■ Text block:

++++++++++++++++++++

Gaesser and Angadi published some of the most notable research on carbohydrates and bodyweight in high-impact journals of the Academy of Nutrition and Dietetics and the American Society for Nutrition, and for the past five years, Gaesser has published several research papers regarding refined grains’ role in what the US Dietary Guidelines calls an unhealthy eating pattern.

“What I found was that not only did refined grains not bear any relationship to increased risk of chronic diseases such as diabetes and cardiovascular diseases,” Gaesser said, “but it was also the first-ever analysis that separated out staple grain foods such as bread, cereals and pasta from indulgent foods like cakes, cookies, donuts and pastries. And the research showed that even when you include those indulgent grain foods, it bore no relationship to the increased risk of diabetes and cardiovascular disease.”

Pilot data from Gaesser’s most recent research through an internal grant from Arizona State University found indulgent baked goods seemingly had little to no health impact on study participants who were young men and already classified as significantly overweight or obese.

++++++++++++++++++++

■ Listed entries:
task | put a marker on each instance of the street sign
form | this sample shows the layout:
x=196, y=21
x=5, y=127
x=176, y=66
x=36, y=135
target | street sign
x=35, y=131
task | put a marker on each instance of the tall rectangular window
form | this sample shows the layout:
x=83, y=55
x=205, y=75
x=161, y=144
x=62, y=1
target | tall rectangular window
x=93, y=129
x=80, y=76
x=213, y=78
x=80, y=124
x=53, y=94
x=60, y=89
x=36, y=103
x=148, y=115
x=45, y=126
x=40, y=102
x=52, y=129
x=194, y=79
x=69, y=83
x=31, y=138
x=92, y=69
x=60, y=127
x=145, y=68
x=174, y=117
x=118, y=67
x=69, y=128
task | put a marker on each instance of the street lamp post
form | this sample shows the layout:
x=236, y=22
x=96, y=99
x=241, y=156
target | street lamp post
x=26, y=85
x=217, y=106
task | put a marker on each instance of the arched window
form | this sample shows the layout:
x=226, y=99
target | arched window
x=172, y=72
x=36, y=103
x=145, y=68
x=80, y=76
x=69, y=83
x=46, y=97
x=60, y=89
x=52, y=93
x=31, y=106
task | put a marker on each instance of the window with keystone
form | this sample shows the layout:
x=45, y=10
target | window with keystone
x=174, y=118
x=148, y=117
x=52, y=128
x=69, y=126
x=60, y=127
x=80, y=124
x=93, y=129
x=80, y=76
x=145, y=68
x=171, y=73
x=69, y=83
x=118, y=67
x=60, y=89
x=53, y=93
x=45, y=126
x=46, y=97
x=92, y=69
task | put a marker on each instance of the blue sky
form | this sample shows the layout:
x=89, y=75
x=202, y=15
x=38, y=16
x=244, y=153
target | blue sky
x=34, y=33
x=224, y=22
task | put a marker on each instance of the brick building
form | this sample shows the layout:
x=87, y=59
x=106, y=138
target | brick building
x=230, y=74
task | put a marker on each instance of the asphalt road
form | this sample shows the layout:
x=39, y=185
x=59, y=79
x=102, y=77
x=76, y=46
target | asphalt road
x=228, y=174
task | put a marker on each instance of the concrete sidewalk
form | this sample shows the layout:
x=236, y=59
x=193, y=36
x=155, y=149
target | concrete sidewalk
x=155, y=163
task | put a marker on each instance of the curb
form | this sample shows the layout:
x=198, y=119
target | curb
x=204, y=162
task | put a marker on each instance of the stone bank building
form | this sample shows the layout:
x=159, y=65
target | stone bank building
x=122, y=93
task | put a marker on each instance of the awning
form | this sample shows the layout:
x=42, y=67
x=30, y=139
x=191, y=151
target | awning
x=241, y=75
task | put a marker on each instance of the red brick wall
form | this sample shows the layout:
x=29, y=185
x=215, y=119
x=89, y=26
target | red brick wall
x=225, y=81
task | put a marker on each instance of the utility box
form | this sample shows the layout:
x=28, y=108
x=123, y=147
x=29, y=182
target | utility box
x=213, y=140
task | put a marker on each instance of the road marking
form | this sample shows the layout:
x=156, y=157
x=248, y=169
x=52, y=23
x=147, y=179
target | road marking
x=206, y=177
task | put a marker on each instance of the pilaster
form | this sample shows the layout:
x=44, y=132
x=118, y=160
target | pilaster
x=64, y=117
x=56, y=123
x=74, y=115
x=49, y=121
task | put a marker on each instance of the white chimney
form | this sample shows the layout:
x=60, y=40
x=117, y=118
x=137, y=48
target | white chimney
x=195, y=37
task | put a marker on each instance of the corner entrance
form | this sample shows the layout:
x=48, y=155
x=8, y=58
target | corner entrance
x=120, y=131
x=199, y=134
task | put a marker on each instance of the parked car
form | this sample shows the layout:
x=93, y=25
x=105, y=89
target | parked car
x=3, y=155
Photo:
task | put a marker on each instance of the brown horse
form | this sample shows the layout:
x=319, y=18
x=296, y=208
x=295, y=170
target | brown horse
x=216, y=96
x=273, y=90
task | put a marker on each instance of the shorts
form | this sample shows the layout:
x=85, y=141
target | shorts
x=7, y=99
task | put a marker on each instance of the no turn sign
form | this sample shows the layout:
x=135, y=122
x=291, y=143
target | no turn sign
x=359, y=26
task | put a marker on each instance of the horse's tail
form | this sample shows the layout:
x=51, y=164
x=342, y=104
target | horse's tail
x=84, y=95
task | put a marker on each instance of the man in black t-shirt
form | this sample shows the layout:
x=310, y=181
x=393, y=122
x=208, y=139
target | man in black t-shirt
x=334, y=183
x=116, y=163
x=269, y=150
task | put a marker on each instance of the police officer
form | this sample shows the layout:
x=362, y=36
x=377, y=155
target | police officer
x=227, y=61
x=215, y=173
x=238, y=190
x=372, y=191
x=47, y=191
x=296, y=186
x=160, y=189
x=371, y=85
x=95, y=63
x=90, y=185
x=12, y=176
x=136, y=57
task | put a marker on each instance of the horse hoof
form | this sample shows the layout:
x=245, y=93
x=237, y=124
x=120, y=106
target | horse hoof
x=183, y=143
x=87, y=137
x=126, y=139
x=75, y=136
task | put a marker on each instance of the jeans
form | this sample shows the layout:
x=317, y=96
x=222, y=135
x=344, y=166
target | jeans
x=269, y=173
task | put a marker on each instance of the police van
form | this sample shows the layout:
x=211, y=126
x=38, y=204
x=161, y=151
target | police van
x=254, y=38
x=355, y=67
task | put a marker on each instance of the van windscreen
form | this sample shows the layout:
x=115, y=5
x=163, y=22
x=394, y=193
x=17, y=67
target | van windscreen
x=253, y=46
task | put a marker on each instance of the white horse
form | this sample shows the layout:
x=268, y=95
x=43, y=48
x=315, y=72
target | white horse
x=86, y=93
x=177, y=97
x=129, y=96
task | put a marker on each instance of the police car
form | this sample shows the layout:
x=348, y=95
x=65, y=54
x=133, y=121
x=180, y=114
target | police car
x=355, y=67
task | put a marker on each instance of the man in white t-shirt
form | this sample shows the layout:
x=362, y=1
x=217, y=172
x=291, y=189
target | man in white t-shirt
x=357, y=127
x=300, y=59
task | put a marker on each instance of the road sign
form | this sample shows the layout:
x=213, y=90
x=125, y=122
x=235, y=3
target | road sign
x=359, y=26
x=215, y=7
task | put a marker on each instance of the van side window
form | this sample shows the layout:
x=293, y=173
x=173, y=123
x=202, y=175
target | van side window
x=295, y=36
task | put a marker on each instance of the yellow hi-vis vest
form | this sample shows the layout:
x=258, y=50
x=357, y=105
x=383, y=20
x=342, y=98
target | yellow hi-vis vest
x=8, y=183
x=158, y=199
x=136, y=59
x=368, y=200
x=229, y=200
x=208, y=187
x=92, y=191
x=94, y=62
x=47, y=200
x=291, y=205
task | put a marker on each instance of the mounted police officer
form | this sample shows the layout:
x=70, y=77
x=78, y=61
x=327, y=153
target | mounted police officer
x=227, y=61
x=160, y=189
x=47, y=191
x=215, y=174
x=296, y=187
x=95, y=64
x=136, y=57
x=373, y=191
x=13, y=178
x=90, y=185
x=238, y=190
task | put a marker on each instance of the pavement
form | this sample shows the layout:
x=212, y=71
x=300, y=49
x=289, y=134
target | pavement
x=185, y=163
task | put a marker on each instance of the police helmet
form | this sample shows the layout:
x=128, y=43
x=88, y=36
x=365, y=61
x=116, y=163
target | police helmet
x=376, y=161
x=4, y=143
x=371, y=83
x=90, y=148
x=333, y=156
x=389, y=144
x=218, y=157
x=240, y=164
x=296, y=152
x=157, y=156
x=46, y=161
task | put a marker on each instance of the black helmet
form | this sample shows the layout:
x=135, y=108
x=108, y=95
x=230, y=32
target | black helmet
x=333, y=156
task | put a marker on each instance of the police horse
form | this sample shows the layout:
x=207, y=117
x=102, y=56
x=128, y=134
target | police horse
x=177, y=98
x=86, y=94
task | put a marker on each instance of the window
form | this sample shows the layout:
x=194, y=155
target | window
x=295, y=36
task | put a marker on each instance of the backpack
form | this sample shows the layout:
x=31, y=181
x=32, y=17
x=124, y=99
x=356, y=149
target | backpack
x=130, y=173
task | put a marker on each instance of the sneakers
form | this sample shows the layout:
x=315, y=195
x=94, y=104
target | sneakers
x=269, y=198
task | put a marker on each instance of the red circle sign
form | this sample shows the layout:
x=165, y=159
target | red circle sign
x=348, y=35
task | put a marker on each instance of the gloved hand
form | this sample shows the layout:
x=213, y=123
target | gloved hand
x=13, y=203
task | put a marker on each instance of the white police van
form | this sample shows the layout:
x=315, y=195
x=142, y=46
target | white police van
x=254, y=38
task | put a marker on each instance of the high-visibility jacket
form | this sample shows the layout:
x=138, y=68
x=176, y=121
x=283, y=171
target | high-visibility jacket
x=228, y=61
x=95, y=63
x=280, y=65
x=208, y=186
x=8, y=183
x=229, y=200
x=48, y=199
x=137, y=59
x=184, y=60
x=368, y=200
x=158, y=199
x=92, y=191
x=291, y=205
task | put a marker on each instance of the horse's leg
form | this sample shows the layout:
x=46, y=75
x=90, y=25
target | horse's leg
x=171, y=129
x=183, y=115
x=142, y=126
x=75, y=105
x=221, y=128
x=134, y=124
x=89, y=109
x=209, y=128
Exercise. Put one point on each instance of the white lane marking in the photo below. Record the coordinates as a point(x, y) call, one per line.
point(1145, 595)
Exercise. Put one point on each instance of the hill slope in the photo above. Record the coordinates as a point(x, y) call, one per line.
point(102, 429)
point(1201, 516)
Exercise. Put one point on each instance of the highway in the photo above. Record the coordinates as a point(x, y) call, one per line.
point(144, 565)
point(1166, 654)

++++++++++++++++++++

■ Actions to take:
• a. In the text on refined grains research, what funded Gaesser's most recent research?
• b. Translate this sentence from the text on refined grains research into Spanish: "Pilot data from Gaesser's most recent research through an internal grant from Arizona State University found indulgent baked goods seemingly had little to no health impact on study participants who were young men and already classified as significantly overweight or obese."

■ Exercise responses:
• a. An internal grant from Arizona State University.

• b. Los datos piloto de la investigación más reciente de Gaesser, realizada mediante una subvención interna de la Universidad Estatal de Arizona, revelaron que los productos horneados indulgentes aparentemente tuvieron poco o ningún impacto en la salud de los participantes del estudio, que eran hombres jóvenes ya clasificados con sobrepeso significativo u obesidad.